TASK TO COMPLETE:
The listing is to be repeated exactly, and its pictures are to be left out.

──────────

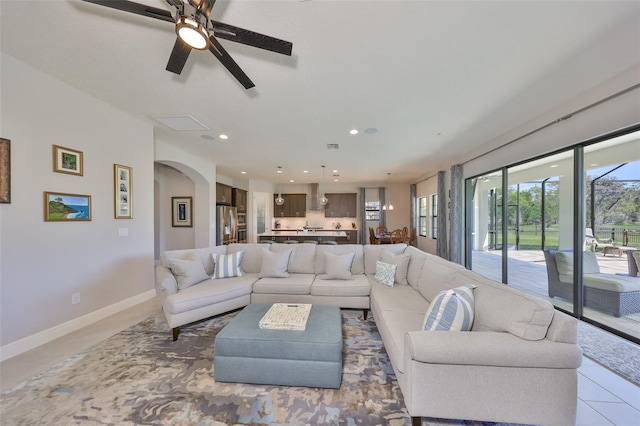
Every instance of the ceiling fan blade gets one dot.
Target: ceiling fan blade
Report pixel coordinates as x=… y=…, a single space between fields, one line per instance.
x=216 y=48
x=140 y=9
x=251 y=38
x=179 y=56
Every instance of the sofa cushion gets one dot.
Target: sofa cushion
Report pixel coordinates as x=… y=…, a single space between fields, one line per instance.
x=303 y=257
x=451 y=310
x=357 y=286
x=402 y=265
x=438 y=275
x=385 y=273
x=372 y=253
x=227 y=265
x=357 y=265
x=564 y=263
x=295 y=284
x=274 y=264
x=502 y=308
x=188 y=272
x=337 y=267
x=252 y=258
x=416 y=263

──────────

SOLUTION BELOW:
Every instance of the ceiling fan blade gets one dot.
Target: ceiling fan blade
Report pixel coordinates as x=… y=…, a single space between fields, one line per instance.
x=216 y=48
x=140 y=9
x=251 y=38
x=179 y=56
Every instance of the sofa cushion gets one dot.
Target: sofa cushion
Report pixel coordinates as x=… y=…, a single space between fields, one line per instance.
x=303 y=257
x=451 y=310
x=357 y=286
x=402 y=265
x=438 y=275
x=385 y=273
x=372 y=253
x=227 y=265
x=357 y=265
x=564 y=263
x=295 y=284
x=274 y=264
x=502 y=308
x=188 y=272
x=337 y=267
x=252 y=258
x=416 y=263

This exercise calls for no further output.